The Human is the Medium
Moving past the atrophied snapshot in the age of AI
The Observation
For years, I used the word “painterly” to describe my work. I never liked it. It felt like an apology—as if the only way for a photograph to be “art” was to pretend to be a painting.
But I’ve realized that the blur in these images isn’t an aesthetic choice. It is a biological record. It is the visual evidence of a human nervous system in active dialogue with light.
The Cultural Crisis
We are currently obsessed with the fear that AI will cause our cognition to atrophy. We worry that by clicking “generate,” we are losing our ability to see and create.
This fear is only true if we remain operators. An operator stands still and lets the machine provide ‘a’ work—the static result, the sterile snapshot. When we act only as operators, our human agency does indeed atrophy.
The Post-Industrial Pictorialist
But there is another way. I am a Post-Industrial Pictorialist.
I carry a torch passed down from masters like Minor White and the original Pictorialists, who fought to prove that the camera is just a tool—but the human is the medium.

◆ **Provided data**
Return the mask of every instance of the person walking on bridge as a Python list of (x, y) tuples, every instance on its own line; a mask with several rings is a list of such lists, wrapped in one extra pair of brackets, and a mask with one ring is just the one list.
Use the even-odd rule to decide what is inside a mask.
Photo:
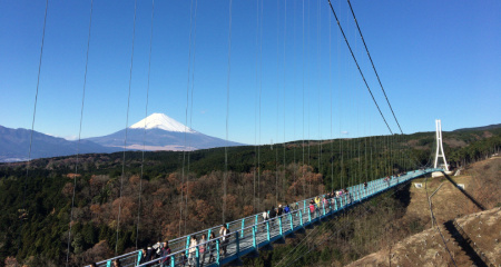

◆ **Tasks to carry out**
(a) From the text titled "The Human is the Medium," repeat the passage from "But I’ve realized" to "is the medium.".
(b) According to the text titled "The Human is the Medium," which masters passed down the torch that the writer says they carry?

◆ **Completed exercise**
(a)
But I’ve realized that the blur in these images isn’t an aesthetic choice. It is a biological record. It is the visual evidence of a human nervous system in active dialogue with light.
The Cultural Crisis
We are currently obsessed with the fear that AI will cause our cognition to atrophy. We worry that by clicking “generate,” we are losing our ability to see and create.
This fear is only true if we remain operators. An operator stands still and lets the machine provide ‘a’ work—the static result, the sterile snapshot. When we act only as operators, our human agency does indeed atrophy.
The Post-Industrial Pictorialist
But there is another way. I am a Post-Industrial Pictorialist.
I carry a torch passed down from masters like Minor White and the original Pictorialists, who fought to prove that the camera is just a tool—but the human is the medium.

(b) Minor White and the original Pictorialists.